Description of the task: Print the data word for word, from the line containing "Could you please locate the stacked" through the last line of the data.

##### Data excerpts #####

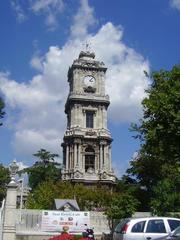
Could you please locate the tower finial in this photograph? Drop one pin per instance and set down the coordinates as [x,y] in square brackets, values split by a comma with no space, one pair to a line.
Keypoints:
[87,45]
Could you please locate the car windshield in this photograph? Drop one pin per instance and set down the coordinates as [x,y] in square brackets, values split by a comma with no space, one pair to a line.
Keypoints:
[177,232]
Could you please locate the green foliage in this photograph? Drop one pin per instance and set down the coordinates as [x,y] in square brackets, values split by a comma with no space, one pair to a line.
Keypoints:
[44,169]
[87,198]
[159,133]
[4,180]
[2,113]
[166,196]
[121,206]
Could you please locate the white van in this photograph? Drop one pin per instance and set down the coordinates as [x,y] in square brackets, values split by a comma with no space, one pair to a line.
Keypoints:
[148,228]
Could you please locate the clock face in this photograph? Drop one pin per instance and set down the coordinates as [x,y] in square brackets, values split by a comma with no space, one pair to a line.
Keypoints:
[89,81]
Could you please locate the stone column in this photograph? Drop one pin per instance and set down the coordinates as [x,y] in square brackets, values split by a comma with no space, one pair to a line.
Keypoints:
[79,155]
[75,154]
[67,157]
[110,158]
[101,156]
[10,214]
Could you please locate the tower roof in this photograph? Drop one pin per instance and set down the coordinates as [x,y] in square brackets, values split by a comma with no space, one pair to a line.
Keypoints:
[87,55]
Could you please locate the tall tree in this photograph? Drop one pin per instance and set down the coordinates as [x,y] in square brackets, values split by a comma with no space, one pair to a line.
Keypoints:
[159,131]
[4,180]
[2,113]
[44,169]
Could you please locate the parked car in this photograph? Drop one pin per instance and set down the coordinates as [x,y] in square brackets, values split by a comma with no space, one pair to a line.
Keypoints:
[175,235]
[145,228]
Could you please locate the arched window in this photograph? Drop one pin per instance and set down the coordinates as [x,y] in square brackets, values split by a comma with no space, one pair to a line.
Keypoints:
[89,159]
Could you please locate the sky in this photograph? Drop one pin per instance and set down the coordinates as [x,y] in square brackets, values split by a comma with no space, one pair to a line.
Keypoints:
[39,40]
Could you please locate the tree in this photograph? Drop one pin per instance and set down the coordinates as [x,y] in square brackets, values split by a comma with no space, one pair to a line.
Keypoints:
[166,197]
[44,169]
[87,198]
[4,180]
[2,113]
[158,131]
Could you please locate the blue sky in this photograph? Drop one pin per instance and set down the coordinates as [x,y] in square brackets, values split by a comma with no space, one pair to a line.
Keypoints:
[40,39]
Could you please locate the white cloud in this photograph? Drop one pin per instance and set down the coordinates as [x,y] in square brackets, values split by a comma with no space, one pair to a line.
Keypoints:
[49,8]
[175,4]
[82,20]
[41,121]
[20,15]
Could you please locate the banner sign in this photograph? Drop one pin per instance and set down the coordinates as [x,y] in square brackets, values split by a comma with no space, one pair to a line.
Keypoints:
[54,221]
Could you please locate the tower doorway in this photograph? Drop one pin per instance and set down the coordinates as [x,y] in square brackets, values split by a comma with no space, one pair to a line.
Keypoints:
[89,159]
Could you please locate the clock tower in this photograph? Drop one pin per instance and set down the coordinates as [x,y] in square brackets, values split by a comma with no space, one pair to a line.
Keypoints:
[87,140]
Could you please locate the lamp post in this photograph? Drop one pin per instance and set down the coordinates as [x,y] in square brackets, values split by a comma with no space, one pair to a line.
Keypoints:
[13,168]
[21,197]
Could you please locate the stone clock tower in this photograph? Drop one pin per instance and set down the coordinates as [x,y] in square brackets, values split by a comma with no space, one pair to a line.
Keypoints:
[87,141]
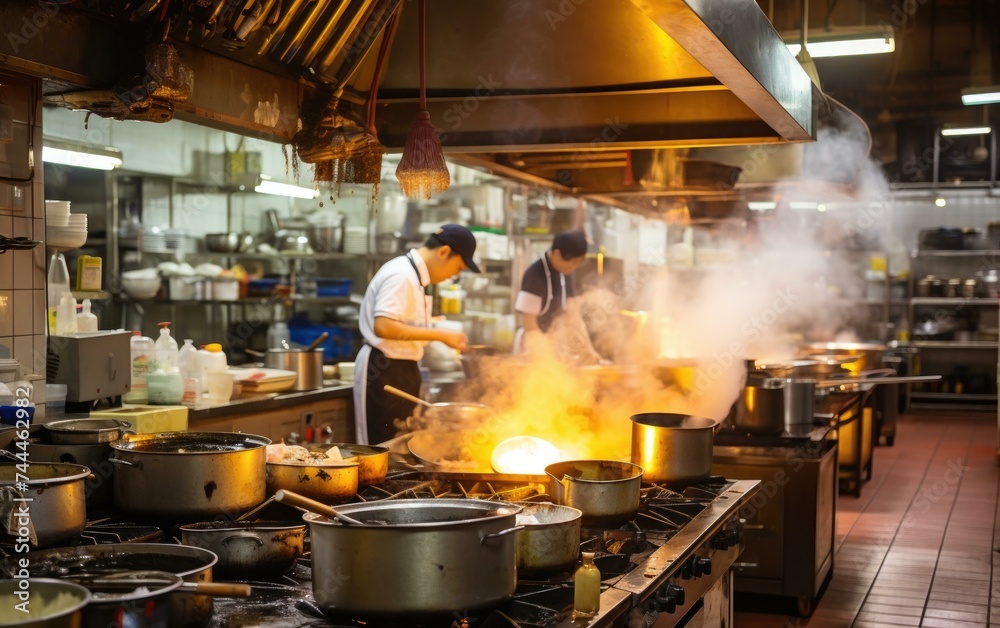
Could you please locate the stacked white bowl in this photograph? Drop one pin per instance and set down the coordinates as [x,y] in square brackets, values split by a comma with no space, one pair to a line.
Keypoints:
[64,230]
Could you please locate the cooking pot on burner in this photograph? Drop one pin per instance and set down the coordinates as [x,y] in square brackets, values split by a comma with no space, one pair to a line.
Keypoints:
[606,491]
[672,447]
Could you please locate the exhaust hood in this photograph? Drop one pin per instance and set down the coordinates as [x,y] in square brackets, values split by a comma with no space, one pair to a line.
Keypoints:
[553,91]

#####

Exercise answer:
Could you please locate the stacked white bowl in this photograph? Drop one pin per instance and set down the coordinates as [x,y] in square brackets, values split by a comma with no space, one pair to a line.
Keypoints:
[64,230]
Could you please locate the cooking pot on burner in this photograph? Drop one pin per instance and set down the coordinates as [x,y] in square brackets, values split by a comma with no space, one pair to a line.
Keypoints:
[606,491]
[672,447]
Could you please locate the exhaust hood in this photograph? Drop one pin per instance and set down the coordinates as [x,y] in square brackets, values split by a comma with no space, one pair to a line.
Keypoints:
[553,91]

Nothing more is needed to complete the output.